- [Material provided]
::::::::::

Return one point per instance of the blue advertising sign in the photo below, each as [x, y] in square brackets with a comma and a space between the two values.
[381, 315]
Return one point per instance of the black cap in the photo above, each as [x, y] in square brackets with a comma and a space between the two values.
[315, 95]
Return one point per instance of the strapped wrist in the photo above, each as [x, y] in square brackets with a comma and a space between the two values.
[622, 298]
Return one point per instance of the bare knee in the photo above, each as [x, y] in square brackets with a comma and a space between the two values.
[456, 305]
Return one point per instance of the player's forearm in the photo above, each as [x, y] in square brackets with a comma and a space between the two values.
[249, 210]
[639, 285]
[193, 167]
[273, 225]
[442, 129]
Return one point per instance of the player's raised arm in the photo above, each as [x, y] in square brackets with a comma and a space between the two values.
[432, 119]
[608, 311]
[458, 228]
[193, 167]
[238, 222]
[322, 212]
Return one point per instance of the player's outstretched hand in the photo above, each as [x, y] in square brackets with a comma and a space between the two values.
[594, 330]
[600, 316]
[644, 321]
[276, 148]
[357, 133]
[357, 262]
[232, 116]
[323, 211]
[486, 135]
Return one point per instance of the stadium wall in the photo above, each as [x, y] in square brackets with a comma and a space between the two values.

::::::::::

- [Work instructions] Starting at the line with "Return one point per instance of the black", copy every line up to and including the last one in the entries above.

- [Output of the task]
Return one point per instance of the black cap in the photo above, each as [x, y] in square brackets with a comma and a space between the two values.
[315, 95]
Return one point per instance of the strapped wrist in the photo above, each as [x, y] in square brackets with a comma and a space between the two values.
[622, 298]
Return one point per instance of the bare knee in the photo above, each as [x, y] in square brackets with a comma and a space between the two values.
[456, 305]
Return one point per instance of the player's forearm in the photo above, each as [x, y] in square brackets with a comma and a space between the two values.
[249, 210]
[639, 285]
[193, 167]
[273, 225]
[442, 129]
Return one point per instance of the player's raised arm in the photo above, each as [x, y] in square brackets with a comma and a space between the two values.
[432, 119]
[608, 311]
[458, 228]
[193, 167]
[238, 222]
[322, 212]
Return one point per instance of the player's outstretched hand in the photo above, each as [x, y] in square brackets with a comma and a space between the two values.
[594, 330]
[600, 316]
[644, 321]
[276, 148]
[357, 133]
[357, 262]
[232, 116]
[323, 211]
[486, 135]
Return one point per instance of the stadium wall in the photo above, each as [x, y] in square brackets with a comma and a space between the two values.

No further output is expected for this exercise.